▶ [AIM] Reproduce, unchanged, the stretch of material from the line containing "Target = woman in black dress" through the end of the material, including both the first and last lines.

▶ [AVAILABLE DATA]

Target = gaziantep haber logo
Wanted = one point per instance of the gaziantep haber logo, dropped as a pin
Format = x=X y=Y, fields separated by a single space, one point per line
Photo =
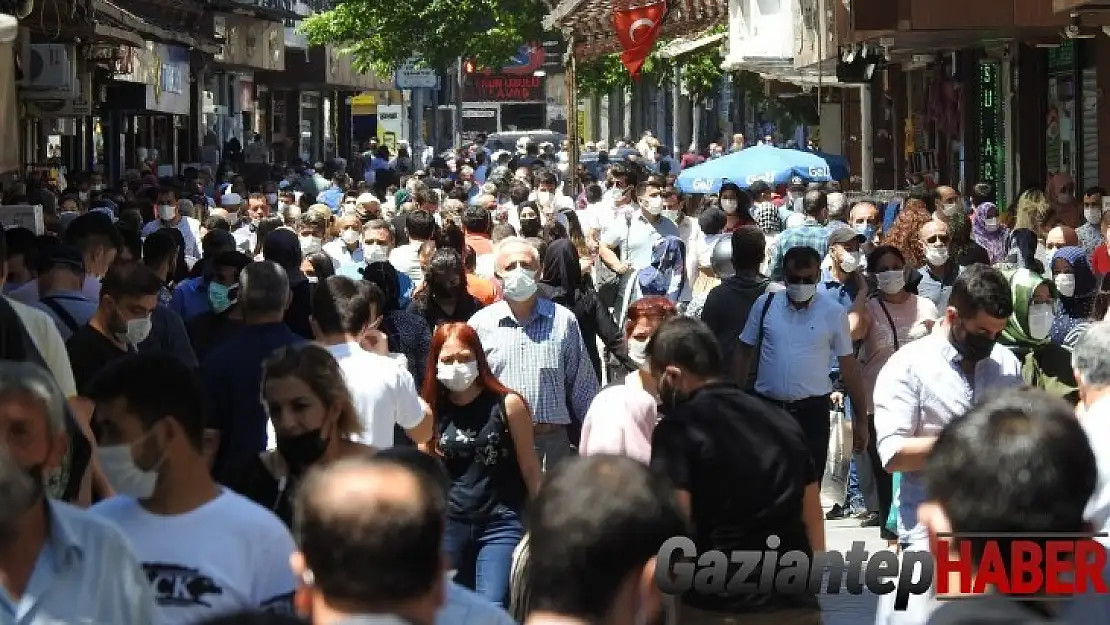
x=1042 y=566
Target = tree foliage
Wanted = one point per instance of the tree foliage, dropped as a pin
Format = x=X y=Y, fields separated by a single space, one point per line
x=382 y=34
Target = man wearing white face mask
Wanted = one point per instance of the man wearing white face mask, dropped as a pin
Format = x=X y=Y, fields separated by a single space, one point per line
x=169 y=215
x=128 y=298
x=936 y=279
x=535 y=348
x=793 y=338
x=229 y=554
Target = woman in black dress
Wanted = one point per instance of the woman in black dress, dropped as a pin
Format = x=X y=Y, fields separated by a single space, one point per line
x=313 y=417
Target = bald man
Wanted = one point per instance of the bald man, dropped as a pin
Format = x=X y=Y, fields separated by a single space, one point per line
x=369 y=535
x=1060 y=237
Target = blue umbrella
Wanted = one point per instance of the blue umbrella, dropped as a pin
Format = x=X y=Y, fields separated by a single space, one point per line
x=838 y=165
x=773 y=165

▶ [WRITTEN ANSWER]
Target = woman in black dress
Wanted = one point per instance of the woman in black dress, dropped as a pin
Format = x=X y=Y, fields separated by a single space, one point per line
x=313 y=417
Target = bald man
Wanted = one point per instance of the bald man, dropped as a pin
Format = x=X y=Y, fields separated by a single space, one point per line
x=369 y=535
x=1060 y=237
Target = blue umbrella
Wanted = one point per instance of the blue umbrella, dropped as a pin
Format = x=X y=Y, fields separated by a single space, one point per line
x=838 y=165
x=773 y=165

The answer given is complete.